▶ **WAT JE MOET DOEN**:
Beantwoord de volgende vragen over de tekst van Amos 2 hieronder.
(a) Welke paleizen zal het vuur dat naar Moab gezonden wordt verteren?
(b) Wat hebben ze in Juda volgens de tekst verworpen?
(c) Waarmee wordt de hoogte van de Amoriet vergeleken?

▶ **TE LEZEN TEKST**:
Bible

 

Amos 2

Studie

   

1 Alzo zegt de HEERE: Om drie overtredingen van Moab, en om vier zal Ik dat niet afwenden; omdat hij de beenderen des konings van Edom tot kalk verbrand heeft.

2 Daarom zal Ik een vuur in Moab zenden, dat zal de paleizen van Kerioth verteren; en Moab zal sterven met groot gedruis, met gejuich, met geluid der bazuin.

3 En Ik zal den rechter uit het midden van haar uitroeien; en al haar vorsten zal Ik met hem doden, zegt de HEERE.

4 Alzo zegt de HEERE: Om drie overtredingen van Juda, en om vier zal Ik dat niet afwenden; omdat zij de wet des HEEREN verworpen, en Zijn inzettingen niet bewaard hebben; en hun leugenen hen verleid hebben, die hun vaders hebben nagewandeld.

5 Daarom zal Ik een vuur in Juda zenden, dat zal Jeruzalems paleizen verteren.

6 Alzo zegt de HEERE: Om drie overtredingen van Israel, en om vier zal Ik dat niet afwenden; omdat zij den rechtvaardige voor geld verkopen, en den nooddruftige om een paar schoenen.

7 Die er naar hijgen, dat het stof der aarde op het hoofd der armen zij, en den weg der zachtmoedigen verkeren; en de man en zijn vader gaan tot een jonge dochter om Mijn heiligen Naam te ontheiligen.

8 En zij leggen zich neder bij elk altaar op de verpande klederen, en drinken den wijn der geboeten in het huis van hun goden.

9 Ik daarentegen heb den Amoriet voor hunlieder aangezicht verdelgd, wiens hoogte was als de hoogte der cederen, en hij was sterk als de eiken; maar Ik heb zijn vrucht van boven, en zijn wortelen van onderen verdelgd.

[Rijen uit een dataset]
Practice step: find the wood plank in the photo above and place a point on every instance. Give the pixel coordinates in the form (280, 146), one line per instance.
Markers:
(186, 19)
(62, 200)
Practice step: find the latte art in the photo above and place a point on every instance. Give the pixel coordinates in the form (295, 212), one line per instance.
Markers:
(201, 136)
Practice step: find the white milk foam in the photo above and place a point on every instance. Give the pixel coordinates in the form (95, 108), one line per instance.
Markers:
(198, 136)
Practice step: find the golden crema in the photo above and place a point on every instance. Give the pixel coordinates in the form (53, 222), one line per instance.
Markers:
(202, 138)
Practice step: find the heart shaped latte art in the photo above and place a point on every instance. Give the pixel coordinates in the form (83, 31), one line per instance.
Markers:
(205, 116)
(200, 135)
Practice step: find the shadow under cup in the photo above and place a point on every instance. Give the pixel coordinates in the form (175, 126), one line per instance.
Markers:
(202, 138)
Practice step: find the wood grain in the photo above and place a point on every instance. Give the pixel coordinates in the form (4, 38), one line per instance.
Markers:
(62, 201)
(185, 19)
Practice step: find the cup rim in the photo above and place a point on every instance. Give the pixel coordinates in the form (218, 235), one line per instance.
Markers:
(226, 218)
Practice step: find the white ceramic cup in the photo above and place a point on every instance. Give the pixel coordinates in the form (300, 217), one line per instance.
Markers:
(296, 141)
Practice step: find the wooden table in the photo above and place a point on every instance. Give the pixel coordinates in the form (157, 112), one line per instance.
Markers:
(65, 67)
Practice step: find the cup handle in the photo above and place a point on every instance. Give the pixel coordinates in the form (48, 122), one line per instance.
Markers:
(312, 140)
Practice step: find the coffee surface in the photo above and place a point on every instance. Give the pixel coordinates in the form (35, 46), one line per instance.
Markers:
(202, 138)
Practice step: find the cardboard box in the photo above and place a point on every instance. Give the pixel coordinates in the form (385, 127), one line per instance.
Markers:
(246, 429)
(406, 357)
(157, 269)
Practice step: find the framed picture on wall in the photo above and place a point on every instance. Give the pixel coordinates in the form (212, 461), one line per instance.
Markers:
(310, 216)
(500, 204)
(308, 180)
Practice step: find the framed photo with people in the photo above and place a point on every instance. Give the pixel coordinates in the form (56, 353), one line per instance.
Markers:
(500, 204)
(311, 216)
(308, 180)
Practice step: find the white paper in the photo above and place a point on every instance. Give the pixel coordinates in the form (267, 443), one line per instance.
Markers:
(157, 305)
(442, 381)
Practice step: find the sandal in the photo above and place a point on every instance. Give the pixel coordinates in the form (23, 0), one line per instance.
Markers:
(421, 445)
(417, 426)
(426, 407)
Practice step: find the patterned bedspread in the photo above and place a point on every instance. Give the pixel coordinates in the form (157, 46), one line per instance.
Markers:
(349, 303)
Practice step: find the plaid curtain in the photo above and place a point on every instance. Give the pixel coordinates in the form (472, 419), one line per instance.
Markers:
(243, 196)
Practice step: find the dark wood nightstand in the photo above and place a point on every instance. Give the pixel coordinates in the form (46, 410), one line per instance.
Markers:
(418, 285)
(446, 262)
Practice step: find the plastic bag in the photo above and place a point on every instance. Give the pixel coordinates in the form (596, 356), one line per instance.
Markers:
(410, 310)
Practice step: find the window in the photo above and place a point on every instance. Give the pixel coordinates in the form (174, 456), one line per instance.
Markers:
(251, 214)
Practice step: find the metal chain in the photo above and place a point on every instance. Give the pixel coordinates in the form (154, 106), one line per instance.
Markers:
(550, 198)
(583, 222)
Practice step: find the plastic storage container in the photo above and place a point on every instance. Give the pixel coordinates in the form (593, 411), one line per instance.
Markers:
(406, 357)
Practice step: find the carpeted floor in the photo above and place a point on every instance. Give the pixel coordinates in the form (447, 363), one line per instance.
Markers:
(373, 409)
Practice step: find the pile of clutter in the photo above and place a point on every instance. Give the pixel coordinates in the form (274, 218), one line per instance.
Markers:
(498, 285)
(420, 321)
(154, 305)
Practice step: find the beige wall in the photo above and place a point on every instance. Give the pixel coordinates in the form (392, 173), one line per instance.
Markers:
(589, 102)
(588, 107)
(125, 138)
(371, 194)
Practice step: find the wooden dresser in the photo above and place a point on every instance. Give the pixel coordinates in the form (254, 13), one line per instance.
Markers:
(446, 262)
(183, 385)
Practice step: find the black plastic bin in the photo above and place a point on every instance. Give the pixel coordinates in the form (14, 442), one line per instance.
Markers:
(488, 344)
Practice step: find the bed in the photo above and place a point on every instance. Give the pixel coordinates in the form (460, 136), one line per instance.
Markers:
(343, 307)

▶ **RESULTAAT OPDRACHT**:
(a) De paleizen van Kerioth.
(b) De wet des HEEREN.
(c) Met de hoogte der cederen.